### Texte
........

Une année en REP+ : 55 minutes

Publié le par Loumánková

La cloche vient de sonner. Dans la cour, des pions à l'allure martiale s'empressent de ranger les élèves par classe.

Lorsque j'arrive à l'emplacement de la 5e4, une bagarre éclate. La haine aux yeux, deux élèves tentent de s'étrangler. Le temps de les séparer, j'en aperçois deux autres qui commencent à s'insulter et à se rouer de coups. "Sale fils de pute, va crever ! " "Toi, t'es mort ! t'es mort !" Avec l'aide d'un collègue, on parvient à les séparer. Nous pouvons enfin rejoindre la salle de classe. 

Avant de leur faire franchir le seuil de la porte, j'impose un minimum de calme dans le couloir. Je sens que l'heure ne sera pas de tout repos.

Une fois debout devant leur table respective, j'exige le silence avant de leur souhaiter le traditionnel "bonjour". Mais ce n'est pas chose facile, ici, en REP+. Aujourd'hui, il me faudra 10 bonnes minutes pour avoir le calme pendant quelques petites secondes. 10 minutes pour que les élèves se rendent compte qu'ils ne sont plus en récréation, 10 minutes pour cesser de gesticuler, râler, bavarder.

"Bien, bonjour à tous, vous pouvez vous asseoir". Ripement de chaises au sol. "Sortez vos cahiers, trousses et carnets sur la table !"

Le temps de faire l'appel et le brouhaha reprend.

"Mamoudou, t'as fait ta punition ?" "Oui M'dame ! Je peux la déchirer maintenant ?"

"Mohamed, toi aussi, ta punition ?" "Moiiii ? Hé M'dame, j'avais pas punition moi !" "Si, si, pour les boulettes de papier" "Quoi ? Moi j'ai jamais fait ça ! N'importe quoi ! "

20 minutes se sont maintenant écoulées depuis la sonnerie. "Ok, on va reprendre le cours là où on s'était arrêtés. Qui peut rappeler ce qu'on a vu la dernière fois ?" Visiblement, personne ne semble volontaire pour participer ne serait-ce un minimum à mon cours. Je leur fais rapidement le résumé, entrecoupé de "silence Wassim" et de "tais-toi Johanna", avant de les mettre à la rédaction du titre du jour.

........

### Données fournies
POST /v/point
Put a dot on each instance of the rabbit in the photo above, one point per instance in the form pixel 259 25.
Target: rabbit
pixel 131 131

........

### Consigne
Reprenez le passage du texte sur l'année en REP+ qui va de « Une année en » jusqu'à « salle de classe. », en remplaçant « pions » par « surveillants ».

### Réponse
Une année en REP+ : 55 minutes

Publié le par Loumánková

La cloche vient de sonner. Dans la cour, des surveillants à l'allure martiale s'empressent de ranger les élèves par classe.

Lorsque j'arrive à l'emplacement de la 5e4, une bagarre éclate. La haine aux yeux, deux élèves tentent de s'étrangler. Le temps de les séparer, j'en aperçois deux autres qui commencent à s'insulter et à se rouer de coups. "Sale fils de pute, va crever ! " "Toi, t'es mort ! t'es mort !" Avec l'aide d'un collègue, on parvient à les séparer. Nous pouvons enfin rejoindre la salle de classe.